-- Start Recorded data --

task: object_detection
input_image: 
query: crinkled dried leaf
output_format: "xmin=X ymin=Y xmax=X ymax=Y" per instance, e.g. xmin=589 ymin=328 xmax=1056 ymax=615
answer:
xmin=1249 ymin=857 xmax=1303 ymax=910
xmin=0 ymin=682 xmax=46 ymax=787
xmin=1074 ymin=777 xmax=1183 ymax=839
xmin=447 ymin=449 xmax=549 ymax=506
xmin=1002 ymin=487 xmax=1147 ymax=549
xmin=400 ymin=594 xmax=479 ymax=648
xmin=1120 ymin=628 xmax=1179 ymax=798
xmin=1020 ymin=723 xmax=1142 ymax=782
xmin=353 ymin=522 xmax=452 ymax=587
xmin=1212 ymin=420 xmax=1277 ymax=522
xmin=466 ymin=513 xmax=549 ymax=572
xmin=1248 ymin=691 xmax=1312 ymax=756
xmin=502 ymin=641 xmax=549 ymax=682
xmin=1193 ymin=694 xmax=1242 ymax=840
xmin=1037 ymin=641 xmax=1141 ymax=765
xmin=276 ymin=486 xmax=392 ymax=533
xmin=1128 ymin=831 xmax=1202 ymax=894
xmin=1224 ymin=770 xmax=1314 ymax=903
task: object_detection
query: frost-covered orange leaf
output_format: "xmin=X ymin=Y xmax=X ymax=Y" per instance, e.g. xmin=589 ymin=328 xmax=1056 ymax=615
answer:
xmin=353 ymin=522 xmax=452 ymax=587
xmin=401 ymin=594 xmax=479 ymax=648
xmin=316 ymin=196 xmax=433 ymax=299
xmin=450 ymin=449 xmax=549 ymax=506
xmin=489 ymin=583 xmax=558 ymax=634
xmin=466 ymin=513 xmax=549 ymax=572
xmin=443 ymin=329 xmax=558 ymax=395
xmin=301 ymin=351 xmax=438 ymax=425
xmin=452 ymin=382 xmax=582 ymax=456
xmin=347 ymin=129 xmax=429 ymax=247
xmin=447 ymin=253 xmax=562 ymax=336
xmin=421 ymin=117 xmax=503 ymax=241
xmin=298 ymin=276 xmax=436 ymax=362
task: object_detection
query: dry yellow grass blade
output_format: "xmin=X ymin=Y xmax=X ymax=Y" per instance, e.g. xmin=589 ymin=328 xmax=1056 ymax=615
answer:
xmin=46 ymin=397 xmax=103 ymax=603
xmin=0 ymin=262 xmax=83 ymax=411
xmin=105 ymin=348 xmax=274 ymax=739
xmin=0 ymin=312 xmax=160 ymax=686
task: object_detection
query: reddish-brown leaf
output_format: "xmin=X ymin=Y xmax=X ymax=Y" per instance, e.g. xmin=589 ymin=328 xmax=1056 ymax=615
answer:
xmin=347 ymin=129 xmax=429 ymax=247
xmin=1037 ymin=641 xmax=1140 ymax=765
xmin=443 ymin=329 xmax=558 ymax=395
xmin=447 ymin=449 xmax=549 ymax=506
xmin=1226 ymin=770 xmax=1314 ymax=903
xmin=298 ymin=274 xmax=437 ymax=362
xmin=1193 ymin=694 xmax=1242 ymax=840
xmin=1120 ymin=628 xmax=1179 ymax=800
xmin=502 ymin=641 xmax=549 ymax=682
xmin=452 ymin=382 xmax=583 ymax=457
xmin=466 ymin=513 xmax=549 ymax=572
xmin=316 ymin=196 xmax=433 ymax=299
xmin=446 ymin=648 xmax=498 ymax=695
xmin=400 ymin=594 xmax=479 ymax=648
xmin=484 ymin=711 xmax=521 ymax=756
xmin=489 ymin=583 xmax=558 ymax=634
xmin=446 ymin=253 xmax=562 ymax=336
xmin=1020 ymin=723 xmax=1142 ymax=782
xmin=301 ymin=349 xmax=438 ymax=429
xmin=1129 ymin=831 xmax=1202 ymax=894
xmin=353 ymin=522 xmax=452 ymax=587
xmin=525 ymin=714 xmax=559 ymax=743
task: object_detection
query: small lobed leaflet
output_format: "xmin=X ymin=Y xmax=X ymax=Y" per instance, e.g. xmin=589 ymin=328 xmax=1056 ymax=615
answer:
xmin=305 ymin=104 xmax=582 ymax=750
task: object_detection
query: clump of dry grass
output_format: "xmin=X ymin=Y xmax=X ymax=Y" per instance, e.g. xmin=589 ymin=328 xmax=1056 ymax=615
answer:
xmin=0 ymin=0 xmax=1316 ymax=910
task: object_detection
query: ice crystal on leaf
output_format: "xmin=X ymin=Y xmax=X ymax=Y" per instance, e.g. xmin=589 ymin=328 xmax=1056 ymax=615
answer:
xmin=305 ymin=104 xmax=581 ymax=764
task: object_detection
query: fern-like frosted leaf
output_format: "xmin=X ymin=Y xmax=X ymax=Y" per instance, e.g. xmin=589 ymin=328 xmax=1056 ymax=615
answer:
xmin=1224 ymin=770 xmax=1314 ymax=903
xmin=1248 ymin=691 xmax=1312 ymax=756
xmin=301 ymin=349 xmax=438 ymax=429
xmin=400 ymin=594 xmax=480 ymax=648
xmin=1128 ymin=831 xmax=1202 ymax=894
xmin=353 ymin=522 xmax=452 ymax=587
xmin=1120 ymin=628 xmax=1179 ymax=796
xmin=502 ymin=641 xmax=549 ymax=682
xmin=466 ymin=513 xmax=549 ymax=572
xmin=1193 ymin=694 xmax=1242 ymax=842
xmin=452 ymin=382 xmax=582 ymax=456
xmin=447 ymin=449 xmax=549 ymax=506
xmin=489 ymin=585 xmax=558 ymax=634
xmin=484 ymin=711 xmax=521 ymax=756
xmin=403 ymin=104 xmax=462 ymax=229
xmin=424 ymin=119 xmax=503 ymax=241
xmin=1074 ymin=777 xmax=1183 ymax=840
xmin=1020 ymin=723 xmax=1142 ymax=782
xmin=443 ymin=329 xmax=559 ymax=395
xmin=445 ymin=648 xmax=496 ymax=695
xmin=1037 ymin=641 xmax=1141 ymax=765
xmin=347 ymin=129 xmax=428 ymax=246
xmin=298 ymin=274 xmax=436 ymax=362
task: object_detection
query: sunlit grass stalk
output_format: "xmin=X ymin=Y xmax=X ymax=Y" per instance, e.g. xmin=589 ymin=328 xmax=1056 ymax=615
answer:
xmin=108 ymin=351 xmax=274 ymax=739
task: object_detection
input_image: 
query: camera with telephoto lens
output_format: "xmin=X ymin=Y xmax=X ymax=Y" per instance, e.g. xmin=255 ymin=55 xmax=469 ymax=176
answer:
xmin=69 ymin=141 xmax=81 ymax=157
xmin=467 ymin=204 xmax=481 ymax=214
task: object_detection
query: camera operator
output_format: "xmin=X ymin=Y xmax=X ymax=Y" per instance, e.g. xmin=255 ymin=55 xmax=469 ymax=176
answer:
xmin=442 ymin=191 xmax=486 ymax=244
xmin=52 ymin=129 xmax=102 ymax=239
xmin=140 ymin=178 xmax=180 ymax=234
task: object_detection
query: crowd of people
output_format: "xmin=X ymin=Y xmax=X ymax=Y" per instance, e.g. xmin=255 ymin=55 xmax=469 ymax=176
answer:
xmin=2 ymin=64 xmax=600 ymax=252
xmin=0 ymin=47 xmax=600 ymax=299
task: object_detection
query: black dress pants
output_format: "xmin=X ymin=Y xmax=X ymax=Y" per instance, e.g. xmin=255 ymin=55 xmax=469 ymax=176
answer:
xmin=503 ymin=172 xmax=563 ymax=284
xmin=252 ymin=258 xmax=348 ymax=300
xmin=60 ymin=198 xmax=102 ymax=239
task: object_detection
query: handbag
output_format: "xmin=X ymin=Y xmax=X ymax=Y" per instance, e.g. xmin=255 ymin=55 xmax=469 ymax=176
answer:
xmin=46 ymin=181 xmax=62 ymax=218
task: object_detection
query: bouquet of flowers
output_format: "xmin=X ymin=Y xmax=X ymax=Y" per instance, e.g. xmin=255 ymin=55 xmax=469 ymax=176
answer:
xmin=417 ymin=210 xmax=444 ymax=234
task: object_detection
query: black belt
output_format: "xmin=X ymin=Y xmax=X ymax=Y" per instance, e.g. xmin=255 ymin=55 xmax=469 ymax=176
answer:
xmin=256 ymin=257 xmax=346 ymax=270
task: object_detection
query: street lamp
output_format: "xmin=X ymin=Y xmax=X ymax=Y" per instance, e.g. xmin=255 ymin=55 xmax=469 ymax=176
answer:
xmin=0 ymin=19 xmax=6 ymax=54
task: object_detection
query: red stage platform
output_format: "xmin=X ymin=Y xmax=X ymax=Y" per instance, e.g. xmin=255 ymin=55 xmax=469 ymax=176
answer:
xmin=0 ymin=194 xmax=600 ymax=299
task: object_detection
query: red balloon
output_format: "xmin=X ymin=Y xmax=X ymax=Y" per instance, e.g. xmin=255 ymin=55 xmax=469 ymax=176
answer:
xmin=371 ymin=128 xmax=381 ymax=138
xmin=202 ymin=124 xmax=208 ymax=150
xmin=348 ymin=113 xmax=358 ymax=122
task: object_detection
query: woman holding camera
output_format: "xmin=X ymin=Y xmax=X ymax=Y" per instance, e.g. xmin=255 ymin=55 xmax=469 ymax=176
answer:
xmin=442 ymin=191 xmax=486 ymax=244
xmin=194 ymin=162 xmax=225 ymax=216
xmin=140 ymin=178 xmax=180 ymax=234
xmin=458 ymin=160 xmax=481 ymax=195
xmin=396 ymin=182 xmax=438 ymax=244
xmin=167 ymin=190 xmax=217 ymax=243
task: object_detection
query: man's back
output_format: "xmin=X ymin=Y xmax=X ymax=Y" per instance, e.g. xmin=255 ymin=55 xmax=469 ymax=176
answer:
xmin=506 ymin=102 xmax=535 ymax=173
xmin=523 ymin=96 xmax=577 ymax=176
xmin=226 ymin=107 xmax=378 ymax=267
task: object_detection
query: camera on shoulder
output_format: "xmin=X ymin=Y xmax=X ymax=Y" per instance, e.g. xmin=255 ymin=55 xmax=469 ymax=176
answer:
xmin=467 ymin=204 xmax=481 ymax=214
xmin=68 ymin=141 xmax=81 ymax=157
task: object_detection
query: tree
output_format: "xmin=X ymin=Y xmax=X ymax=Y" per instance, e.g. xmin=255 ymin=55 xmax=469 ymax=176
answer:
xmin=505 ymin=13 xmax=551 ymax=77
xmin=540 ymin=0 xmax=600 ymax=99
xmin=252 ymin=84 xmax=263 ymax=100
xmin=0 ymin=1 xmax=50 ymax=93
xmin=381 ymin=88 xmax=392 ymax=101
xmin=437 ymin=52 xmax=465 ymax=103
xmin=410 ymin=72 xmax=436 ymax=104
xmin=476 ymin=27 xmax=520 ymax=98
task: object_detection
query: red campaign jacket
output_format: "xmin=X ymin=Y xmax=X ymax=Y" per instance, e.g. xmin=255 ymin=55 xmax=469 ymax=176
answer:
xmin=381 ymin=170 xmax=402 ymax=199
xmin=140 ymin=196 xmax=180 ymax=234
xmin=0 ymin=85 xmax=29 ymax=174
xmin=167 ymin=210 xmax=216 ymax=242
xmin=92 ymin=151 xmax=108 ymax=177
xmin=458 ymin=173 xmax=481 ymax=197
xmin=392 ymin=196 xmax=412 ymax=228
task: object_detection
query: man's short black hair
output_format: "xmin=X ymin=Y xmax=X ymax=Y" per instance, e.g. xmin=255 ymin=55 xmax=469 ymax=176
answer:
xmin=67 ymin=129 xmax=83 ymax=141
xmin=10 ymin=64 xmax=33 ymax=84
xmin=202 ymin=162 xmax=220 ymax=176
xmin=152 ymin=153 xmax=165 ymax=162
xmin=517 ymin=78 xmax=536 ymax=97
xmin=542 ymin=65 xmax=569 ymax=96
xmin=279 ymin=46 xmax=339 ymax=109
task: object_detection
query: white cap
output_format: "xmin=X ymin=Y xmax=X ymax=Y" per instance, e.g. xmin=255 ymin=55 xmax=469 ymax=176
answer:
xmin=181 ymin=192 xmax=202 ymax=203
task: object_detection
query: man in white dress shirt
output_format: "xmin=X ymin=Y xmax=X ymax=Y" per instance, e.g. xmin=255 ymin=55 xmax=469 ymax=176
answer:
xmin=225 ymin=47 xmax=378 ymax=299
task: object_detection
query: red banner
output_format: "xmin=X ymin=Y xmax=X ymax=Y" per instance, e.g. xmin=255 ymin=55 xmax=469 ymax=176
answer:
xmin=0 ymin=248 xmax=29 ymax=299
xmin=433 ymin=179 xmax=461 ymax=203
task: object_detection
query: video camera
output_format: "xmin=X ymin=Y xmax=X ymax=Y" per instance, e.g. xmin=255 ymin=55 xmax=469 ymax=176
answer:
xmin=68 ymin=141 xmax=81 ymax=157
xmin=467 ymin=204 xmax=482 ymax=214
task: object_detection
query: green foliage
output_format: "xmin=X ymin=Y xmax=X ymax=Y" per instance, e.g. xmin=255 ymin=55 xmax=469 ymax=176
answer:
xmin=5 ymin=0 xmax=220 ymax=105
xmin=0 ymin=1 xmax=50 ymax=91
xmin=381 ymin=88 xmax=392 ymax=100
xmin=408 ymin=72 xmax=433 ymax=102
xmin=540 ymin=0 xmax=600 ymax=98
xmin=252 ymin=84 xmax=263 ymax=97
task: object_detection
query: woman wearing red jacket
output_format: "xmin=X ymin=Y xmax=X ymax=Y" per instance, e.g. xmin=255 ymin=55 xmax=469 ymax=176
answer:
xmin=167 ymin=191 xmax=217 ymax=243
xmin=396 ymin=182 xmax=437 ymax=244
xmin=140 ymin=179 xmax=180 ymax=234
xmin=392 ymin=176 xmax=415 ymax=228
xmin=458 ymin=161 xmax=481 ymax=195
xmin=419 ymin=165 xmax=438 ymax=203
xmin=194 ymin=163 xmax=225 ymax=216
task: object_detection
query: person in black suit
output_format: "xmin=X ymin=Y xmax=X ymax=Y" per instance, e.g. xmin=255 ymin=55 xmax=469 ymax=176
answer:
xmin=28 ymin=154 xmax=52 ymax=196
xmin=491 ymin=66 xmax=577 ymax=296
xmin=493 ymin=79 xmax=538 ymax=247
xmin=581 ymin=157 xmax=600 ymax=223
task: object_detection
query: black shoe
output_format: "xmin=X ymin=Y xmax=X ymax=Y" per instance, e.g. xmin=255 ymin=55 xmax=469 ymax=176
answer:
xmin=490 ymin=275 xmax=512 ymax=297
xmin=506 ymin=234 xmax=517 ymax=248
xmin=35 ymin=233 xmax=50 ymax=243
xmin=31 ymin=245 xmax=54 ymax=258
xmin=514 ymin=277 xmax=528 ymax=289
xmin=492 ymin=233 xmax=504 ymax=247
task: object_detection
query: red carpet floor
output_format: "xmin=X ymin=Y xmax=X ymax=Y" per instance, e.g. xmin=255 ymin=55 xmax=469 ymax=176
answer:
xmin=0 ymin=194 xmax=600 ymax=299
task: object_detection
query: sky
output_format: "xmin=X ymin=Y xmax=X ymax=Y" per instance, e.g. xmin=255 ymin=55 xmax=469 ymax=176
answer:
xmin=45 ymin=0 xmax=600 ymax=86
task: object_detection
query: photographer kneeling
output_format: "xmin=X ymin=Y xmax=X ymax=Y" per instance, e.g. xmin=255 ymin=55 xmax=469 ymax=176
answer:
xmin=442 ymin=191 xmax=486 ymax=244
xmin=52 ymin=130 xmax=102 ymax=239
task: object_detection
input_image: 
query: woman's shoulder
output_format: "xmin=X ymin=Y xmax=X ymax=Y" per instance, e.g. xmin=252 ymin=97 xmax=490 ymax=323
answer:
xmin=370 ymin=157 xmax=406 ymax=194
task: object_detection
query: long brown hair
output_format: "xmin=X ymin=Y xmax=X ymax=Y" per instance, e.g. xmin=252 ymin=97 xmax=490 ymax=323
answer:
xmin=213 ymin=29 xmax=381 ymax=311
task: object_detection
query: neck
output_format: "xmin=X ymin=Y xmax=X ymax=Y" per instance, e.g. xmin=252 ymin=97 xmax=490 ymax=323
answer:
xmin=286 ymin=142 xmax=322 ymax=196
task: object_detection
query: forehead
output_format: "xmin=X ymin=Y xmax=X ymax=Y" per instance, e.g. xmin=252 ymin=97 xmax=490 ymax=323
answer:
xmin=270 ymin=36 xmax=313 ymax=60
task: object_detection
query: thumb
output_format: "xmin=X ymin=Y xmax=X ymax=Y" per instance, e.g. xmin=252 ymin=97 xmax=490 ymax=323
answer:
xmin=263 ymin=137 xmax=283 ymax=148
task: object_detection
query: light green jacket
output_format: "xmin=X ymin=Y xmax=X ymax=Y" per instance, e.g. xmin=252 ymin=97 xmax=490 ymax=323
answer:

-- End Recorded data --

**What the task requires**: Locate every line in the listing above that contains the word "black", and copy each one.

**Expected answer**:
query: black dress pants
query: black belt
query: man's short black hair
query: person in black suit
query: black shoe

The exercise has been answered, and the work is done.